■ WHAT YOU ARE ASKED TO DO: Could you substitute "Search" for every "Query" in these lines and give them back with nothing else changed?

**** PROVIDED DATA

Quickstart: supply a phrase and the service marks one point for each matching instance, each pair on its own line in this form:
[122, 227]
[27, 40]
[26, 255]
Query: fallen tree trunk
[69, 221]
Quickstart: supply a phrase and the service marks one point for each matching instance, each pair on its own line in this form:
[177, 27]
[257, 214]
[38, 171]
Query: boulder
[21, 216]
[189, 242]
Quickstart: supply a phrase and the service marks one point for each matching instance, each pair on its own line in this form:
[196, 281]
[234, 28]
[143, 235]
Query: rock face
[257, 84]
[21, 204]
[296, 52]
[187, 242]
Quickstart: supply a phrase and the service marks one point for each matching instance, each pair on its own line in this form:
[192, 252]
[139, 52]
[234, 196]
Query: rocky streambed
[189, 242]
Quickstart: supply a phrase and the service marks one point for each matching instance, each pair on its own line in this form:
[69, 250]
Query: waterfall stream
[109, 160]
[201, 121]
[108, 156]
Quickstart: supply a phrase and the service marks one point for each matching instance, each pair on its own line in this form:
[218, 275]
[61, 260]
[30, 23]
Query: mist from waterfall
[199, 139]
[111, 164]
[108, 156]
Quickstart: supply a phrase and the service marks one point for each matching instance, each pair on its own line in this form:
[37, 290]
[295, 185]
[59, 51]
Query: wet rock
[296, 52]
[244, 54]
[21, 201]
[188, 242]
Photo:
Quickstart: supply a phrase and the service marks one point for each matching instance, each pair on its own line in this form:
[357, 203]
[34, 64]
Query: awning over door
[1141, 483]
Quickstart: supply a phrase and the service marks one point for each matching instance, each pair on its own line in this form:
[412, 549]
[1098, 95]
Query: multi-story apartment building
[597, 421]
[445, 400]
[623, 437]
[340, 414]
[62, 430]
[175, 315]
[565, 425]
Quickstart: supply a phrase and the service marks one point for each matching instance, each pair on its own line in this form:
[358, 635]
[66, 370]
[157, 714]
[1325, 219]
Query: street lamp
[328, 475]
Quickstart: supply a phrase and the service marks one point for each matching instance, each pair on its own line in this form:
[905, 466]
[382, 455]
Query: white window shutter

********

■ ANSWER FOR THE TASK:
Quickstart: supply a phrase and the service marks one point for each matching instance, each pair on its own line in this form:
[122, 227]
[27, 40]
[26, 255]
Search: fallen tree trunk
[69, 221]
Quickstart: supply a phrase and the service marks one point for each matching instance, each pair on its own line in this form:
[177, 27]
[257, 214]
[38, 171]
Search: boulder
[21, 216]
[189, 242]
Quickstart: supply a phrase and the service marks one point for each matching instance, each pair on its own line in this form:
[196, 281]
[234, 28]
[143, 235]
Search: rock face
[257, 84]
[21, 204]
[296, 52]
[187, 242]
Quickstart: supply a phrase and the service marks one point for each matching instance, each pair on its own line in this form:
[192, 252]
[139, 52]
[234, 196]
Search: rocky streambed
[189, 242]
Quickstart: supply a phrase and the service marks one point for each matching instance, each pair on its own line in this form:
[69, 250]
Search: waterfall stream
[109, 160]
[201, 121]
[108, 156]
Quickstart: supply a phrase and the service marks one point for each matching instance, each pair on its own line in this form:
[218, 275]
[61, 260]
[30, 23]
Search: mist from waterfall
[199, 139]
[111, 164]
[108, 156]
Quickstart: supply a phrase and the service marks one point for each matching instance, each pair on its own line in this form:
[37, 290]
[295, 185]
[59, 51]
Search: wet rock
[296, 52]
[244, 54]
[21, 201]
[188, 242]
Photo:
Quickstart: supply a phrase and the service marks one point for each matching instance, each pair on its own line in this form:
[357, 203]
[34, 64]
Search: awning over door
[1141, 483]
Quickstart: supply a phrase and the service marks one point for each matching instance, each pair on its own line in this form:
[412, 549]
[1098, 95]
Search: multi-story apartment building
[597, 421]
[445, 400]
[623, 437]
[340, 414]
[62, 430]
[175, 315]
[565, 425]
Quickstart: supply a phrase and the service marks one point for each matching instance, each pair on its own line in this form:
[358, 635]
[66, 370]
[157, 714]
[1325, 219]
Search: street lamp
[328, 475]
Quickstart: supply a phrase and the service marks one point for each matching instance, each pair on its own line in this form:
[905, 466]
[382, 455]
Search: white window shutter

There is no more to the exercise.